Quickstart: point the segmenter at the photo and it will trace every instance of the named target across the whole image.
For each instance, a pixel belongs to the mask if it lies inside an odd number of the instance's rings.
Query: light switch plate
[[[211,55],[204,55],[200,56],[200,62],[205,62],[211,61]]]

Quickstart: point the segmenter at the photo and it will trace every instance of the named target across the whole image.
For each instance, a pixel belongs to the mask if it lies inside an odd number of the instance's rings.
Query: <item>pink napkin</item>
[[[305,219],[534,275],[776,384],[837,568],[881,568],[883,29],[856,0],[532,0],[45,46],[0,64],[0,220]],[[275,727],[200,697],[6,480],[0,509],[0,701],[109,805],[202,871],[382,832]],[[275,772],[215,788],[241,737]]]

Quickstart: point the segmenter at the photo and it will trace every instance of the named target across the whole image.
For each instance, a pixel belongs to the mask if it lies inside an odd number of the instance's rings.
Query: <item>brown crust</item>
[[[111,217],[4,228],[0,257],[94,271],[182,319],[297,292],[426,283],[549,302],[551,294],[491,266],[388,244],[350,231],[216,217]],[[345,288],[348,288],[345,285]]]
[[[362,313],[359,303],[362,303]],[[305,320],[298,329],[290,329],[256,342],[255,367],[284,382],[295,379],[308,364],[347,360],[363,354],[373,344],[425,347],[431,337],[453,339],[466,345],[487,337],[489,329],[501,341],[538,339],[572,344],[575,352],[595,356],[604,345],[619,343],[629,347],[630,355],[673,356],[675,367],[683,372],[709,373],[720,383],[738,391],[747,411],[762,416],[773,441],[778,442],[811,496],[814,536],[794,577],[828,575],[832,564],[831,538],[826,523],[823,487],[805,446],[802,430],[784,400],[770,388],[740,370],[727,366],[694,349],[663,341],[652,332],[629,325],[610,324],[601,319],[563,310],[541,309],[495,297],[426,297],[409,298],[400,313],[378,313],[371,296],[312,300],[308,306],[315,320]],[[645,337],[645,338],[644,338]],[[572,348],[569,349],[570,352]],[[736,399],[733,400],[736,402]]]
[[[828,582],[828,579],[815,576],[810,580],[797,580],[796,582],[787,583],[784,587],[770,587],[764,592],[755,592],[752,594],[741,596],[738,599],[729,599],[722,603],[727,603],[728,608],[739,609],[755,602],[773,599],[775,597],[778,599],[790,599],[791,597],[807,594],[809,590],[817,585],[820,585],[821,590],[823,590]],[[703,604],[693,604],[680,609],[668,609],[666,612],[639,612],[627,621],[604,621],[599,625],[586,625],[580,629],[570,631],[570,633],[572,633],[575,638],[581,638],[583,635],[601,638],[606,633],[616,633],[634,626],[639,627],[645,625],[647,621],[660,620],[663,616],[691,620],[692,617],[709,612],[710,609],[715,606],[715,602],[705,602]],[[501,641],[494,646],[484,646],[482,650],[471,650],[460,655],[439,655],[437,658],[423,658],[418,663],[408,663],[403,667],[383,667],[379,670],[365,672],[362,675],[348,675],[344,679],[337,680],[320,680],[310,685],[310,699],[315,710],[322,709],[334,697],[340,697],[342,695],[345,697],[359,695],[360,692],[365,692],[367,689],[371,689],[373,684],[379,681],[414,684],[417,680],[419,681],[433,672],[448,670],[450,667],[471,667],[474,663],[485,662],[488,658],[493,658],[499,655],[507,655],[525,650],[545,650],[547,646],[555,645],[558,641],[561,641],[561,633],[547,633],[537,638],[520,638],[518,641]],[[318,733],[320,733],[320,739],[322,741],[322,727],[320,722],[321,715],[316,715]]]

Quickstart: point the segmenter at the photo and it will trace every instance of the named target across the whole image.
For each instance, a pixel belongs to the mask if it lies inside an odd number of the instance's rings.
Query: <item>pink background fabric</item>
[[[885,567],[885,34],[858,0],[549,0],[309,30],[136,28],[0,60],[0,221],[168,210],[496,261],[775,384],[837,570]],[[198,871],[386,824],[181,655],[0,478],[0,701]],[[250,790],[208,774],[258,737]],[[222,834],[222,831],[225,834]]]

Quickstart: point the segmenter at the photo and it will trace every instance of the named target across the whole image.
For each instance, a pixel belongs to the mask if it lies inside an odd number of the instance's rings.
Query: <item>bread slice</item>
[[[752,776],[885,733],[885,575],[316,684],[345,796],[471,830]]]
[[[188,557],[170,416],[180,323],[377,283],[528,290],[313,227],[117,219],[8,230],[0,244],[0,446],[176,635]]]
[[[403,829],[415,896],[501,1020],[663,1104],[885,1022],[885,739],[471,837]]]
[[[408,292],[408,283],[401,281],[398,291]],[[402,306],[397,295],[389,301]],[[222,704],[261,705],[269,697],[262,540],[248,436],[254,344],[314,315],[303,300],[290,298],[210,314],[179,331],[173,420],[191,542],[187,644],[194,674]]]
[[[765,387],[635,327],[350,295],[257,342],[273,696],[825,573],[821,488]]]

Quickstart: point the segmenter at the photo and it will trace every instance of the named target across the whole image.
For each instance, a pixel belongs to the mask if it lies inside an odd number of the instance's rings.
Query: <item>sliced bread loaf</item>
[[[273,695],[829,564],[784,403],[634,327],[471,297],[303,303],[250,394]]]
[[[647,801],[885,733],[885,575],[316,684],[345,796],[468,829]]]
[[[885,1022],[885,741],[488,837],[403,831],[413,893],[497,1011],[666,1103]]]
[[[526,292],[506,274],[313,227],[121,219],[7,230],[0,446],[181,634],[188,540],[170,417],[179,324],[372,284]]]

§ **Given exercise**: Scale the records from their beginning through the line that contains "[[[211,55],[204,55],[200,56],[200,62],[205,62],[211,61]]]", both included, and reproduce every line of that span. Multiply each polygon coordinate in the answers by 0.85 and round it to the nearest whole number, rounding halves up, while leaving all other text unchanged.

§ **Problem solution**:
Quickstart: point the segmenter at the photo and it will trace every instance of the named target across the whole image.
For each instance, a pixel belongs to the mask if it lies inside an odd number of the instance's rings.
Query: light switch plate
[[[179,47],[173,47],[170,48],[170,53],[174,53],[179,52]]]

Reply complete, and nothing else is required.